--- begin Input records ---

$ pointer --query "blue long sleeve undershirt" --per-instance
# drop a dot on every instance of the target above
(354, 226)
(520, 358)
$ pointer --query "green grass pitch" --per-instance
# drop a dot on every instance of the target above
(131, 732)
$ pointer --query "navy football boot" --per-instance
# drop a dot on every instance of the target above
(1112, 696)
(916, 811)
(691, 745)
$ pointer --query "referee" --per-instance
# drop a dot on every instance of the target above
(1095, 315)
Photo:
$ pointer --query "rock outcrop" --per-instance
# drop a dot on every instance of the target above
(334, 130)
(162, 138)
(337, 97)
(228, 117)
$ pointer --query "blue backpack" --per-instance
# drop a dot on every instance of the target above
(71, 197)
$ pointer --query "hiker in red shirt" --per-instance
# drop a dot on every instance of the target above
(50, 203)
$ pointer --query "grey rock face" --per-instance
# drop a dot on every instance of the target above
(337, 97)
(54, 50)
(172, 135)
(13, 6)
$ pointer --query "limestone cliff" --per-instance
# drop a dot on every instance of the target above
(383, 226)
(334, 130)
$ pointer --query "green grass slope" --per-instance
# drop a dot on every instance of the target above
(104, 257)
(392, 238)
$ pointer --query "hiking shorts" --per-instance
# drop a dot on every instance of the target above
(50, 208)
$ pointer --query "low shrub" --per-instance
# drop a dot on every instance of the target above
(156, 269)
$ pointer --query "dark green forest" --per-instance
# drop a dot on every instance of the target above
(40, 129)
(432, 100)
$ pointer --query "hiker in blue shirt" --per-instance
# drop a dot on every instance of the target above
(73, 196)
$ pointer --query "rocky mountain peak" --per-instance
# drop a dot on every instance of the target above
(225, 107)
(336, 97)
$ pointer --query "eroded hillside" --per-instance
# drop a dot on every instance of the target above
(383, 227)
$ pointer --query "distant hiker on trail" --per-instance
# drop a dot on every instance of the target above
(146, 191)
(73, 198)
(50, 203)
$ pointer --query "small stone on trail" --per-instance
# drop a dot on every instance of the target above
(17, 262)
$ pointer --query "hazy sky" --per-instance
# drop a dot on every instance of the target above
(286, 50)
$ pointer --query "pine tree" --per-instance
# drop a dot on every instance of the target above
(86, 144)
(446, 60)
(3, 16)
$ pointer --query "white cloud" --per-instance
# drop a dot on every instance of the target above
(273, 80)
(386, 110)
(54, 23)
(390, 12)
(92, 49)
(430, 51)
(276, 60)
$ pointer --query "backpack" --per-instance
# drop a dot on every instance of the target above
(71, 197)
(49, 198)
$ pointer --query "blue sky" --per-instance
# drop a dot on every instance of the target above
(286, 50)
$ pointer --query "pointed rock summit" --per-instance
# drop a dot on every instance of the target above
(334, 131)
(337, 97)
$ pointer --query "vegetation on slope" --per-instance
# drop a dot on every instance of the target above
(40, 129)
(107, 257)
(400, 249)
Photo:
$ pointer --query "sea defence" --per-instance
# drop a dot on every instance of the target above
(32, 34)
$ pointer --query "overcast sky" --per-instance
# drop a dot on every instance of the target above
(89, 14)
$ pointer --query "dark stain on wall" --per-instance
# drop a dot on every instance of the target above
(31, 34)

--- end Input records ---
--- begin Input records ---

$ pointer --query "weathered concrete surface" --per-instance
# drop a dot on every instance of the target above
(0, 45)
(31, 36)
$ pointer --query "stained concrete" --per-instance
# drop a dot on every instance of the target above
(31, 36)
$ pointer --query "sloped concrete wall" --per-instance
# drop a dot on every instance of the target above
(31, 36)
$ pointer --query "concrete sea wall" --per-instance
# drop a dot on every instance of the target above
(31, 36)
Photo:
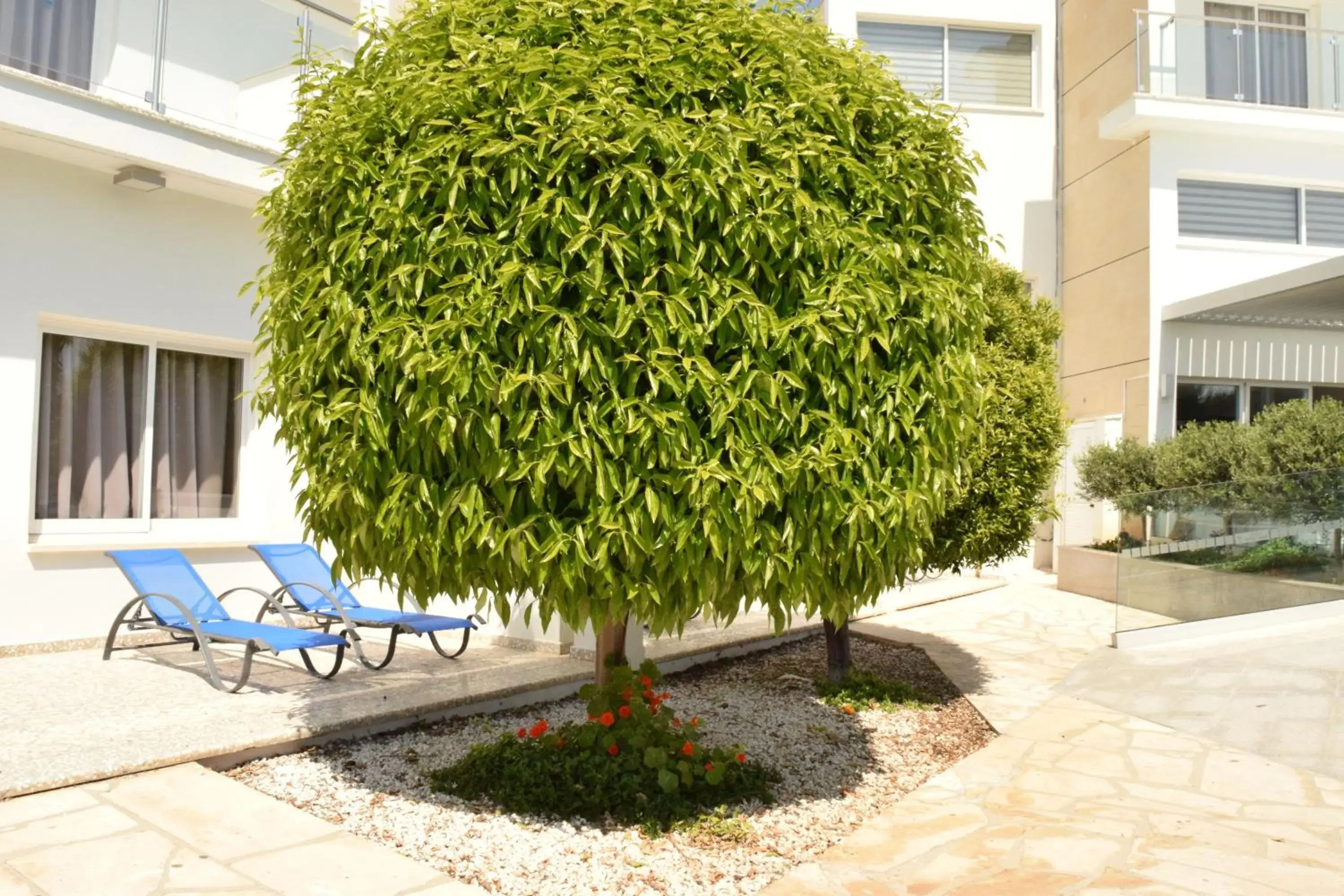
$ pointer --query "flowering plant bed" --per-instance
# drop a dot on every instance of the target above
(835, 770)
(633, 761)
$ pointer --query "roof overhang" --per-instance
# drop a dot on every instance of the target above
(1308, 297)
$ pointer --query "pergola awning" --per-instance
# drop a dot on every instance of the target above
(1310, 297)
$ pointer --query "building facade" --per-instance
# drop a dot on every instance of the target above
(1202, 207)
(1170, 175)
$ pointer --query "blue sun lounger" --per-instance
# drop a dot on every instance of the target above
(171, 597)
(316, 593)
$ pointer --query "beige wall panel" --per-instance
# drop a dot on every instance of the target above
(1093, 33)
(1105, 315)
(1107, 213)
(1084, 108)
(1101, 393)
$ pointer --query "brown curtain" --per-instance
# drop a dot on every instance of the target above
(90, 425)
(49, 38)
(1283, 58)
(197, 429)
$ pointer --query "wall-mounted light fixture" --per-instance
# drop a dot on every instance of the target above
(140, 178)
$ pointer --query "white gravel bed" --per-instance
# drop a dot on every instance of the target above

--- end Input records ---
--- begin Input records ---

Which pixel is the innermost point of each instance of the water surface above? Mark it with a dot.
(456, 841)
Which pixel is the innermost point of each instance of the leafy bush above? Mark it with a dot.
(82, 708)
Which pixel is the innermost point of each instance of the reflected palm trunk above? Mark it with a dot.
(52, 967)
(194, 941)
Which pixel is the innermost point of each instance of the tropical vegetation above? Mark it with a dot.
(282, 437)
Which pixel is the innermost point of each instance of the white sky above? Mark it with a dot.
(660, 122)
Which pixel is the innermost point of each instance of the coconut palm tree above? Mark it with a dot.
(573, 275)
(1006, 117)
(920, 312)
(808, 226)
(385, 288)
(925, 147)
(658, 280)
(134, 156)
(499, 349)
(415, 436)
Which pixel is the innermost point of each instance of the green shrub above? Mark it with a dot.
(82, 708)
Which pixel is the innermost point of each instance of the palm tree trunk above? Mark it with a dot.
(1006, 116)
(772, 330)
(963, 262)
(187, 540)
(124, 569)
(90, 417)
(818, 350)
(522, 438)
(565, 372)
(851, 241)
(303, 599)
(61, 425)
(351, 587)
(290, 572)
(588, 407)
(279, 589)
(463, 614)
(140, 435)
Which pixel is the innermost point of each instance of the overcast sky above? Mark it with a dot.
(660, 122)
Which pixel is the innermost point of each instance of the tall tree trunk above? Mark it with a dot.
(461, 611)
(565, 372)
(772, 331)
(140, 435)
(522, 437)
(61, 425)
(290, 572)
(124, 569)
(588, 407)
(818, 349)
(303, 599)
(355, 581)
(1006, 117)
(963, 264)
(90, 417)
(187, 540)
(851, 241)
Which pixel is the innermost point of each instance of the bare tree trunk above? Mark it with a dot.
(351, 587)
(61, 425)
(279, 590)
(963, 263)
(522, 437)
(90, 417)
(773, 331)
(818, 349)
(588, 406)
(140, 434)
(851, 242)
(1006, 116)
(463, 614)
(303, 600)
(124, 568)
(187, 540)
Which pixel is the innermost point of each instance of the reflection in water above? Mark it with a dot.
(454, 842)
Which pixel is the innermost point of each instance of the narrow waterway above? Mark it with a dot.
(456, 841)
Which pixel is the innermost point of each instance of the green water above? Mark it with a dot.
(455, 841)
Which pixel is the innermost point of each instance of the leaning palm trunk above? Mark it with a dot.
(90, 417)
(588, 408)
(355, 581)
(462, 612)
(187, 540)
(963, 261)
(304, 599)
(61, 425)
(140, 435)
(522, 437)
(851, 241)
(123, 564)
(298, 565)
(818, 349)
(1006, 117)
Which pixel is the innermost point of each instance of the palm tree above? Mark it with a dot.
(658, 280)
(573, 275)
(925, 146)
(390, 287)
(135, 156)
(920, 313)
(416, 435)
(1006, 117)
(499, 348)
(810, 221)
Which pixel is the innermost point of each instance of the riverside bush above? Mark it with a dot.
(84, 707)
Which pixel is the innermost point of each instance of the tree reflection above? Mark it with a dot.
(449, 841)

--- end Input records ---

▸ To be done: Pick out every line in the records above that contains the word "wall" and copy each one in full.

▸ Reply:
$ pointer --query "dark stain on wall" --per-instance
$ pointer --query "sloped concrete wall" --per-instance
$ pointer --query "concrete sea wall" --per-instance
$ pointer --query "beige wall panel" --per-instance
$ pointer --query "wall-mounted light fixture" --per-instance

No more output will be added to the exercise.